Saved entries:
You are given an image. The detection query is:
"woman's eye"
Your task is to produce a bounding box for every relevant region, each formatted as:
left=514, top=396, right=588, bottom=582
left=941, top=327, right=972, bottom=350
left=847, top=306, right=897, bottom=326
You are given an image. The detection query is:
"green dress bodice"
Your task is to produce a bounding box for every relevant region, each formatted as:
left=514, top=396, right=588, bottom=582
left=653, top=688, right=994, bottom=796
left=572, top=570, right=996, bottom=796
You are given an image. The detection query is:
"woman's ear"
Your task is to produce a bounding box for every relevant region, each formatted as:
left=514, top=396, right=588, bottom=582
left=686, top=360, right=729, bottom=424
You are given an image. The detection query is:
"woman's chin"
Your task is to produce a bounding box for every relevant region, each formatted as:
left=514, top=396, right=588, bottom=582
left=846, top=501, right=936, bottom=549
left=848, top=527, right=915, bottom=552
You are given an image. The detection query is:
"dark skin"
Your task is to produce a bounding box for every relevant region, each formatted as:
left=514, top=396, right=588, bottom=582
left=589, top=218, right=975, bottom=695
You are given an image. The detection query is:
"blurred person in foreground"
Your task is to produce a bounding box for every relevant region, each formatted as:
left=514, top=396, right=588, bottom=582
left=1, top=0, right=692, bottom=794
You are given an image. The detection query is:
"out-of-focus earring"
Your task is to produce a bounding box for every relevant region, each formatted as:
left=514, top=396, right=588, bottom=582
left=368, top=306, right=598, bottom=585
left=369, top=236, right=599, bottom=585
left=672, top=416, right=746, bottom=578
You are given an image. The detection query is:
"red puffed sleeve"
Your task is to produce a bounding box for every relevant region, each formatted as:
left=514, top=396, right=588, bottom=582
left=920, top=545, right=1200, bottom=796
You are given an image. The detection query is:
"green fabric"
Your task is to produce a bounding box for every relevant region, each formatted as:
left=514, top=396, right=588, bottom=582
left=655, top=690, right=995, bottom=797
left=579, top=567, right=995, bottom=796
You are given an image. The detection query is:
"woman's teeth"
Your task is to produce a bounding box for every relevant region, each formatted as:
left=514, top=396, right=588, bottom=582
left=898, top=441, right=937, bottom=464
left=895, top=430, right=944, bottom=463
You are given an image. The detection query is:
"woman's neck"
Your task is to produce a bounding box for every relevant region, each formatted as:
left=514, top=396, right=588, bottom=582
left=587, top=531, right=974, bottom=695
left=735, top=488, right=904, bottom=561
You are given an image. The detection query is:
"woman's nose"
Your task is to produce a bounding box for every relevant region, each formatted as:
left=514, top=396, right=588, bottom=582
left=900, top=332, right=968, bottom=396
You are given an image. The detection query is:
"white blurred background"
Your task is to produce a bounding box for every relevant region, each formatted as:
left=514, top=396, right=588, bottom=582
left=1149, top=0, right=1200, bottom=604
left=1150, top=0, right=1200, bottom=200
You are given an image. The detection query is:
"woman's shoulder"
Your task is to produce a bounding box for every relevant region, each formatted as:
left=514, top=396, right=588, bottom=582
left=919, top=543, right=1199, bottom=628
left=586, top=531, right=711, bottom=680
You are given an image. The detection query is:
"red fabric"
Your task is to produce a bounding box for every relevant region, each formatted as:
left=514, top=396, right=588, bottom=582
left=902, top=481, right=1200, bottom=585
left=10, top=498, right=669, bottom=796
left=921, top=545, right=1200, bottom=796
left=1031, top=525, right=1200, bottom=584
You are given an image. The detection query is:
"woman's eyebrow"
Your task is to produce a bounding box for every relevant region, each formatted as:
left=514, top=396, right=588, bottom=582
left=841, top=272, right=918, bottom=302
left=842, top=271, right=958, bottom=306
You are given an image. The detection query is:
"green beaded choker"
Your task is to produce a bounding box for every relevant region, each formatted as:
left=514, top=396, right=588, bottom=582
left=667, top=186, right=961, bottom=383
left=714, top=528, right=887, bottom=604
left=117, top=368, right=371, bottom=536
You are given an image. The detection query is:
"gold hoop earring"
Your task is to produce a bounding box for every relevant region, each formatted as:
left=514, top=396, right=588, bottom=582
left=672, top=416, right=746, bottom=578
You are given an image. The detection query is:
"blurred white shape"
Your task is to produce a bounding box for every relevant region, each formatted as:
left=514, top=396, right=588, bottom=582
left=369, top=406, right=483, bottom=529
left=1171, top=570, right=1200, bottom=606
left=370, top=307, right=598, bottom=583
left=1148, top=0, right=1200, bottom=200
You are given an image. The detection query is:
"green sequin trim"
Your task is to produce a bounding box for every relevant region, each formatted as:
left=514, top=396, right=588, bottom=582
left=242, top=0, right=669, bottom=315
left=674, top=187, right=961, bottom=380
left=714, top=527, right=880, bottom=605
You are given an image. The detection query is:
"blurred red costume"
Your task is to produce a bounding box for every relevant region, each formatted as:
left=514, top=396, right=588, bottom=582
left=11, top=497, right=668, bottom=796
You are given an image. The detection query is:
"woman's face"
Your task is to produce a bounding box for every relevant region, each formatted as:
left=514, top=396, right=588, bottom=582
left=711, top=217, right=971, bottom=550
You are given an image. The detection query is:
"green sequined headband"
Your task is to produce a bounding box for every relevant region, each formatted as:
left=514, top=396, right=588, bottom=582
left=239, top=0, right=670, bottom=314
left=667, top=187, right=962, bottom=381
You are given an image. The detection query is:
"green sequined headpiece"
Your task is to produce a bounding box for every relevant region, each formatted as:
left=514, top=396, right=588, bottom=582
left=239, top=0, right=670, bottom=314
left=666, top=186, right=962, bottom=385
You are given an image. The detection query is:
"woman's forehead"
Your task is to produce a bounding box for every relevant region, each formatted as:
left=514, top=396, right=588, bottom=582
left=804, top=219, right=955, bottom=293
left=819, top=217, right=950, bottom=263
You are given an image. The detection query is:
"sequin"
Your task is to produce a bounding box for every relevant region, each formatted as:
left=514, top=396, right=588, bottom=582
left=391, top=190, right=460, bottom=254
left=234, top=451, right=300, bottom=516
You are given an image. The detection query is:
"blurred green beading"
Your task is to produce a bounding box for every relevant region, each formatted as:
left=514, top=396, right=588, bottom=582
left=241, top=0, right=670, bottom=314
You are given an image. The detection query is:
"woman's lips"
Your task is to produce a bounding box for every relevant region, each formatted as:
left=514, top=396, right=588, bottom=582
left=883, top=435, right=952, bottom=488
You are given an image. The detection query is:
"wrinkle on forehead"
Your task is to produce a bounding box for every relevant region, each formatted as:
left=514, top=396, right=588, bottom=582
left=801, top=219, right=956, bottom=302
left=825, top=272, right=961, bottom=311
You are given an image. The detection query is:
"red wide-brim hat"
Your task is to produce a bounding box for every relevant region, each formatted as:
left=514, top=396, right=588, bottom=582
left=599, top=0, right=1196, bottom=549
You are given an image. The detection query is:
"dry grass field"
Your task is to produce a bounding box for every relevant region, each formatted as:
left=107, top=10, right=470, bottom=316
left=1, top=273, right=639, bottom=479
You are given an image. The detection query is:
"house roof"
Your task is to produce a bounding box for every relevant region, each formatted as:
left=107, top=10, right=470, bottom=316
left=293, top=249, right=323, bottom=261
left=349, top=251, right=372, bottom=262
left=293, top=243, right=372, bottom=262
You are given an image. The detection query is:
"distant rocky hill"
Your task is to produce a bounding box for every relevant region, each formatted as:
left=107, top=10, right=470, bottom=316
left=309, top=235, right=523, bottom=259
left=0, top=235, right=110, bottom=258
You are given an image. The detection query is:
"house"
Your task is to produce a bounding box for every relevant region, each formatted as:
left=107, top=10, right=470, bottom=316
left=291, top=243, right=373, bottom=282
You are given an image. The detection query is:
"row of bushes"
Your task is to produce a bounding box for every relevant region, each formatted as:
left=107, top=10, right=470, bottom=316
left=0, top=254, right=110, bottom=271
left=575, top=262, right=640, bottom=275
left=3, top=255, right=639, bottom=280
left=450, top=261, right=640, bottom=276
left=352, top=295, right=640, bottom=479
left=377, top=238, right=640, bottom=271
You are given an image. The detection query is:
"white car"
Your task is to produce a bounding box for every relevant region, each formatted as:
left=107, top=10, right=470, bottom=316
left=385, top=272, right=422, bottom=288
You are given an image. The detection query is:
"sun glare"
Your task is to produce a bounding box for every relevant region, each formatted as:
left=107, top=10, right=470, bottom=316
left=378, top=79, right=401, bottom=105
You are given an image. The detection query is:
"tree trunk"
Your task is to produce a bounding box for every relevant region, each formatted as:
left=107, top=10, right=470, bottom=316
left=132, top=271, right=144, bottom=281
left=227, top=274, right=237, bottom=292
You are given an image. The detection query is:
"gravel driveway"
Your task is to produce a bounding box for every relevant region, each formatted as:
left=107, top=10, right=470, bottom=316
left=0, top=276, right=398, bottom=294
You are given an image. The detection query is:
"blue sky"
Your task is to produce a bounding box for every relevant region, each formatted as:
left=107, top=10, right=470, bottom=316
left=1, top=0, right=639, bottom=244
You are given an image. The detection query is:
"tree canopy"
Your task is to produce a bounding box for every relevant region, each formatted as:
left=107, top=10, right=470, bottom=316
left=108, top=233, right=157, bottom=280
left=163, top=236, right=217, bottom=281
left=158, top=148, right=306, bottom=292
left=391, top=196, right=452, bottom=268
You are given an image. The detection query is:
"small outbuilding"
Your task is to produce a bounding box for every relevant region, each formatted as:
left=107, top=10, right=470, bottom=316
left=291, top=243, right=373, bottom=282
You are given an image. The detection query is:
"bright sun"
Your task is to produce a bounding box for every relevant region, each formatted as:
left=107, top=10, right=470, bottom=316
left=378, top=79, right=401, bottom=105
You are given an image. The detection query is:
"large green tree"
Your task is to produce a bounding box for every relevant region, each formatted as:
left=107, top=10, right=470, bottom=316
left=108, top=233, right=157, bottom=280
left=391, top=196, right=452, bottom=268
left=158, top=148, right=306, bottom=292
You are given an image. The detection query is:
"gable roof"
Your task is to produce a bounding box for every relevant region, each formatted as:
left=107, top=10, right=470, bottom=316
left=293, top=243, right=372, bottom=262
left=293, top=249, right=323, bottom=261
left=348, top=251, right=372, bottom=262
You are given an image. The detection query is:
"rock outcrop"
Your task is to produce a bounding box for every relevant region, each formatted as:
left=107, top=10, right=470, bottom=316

## Requirement
Nothing but the lines with "sequined" should be returned, copied from the entries above.

## Written answer
"green sequined headband"
"green sequined headpiece"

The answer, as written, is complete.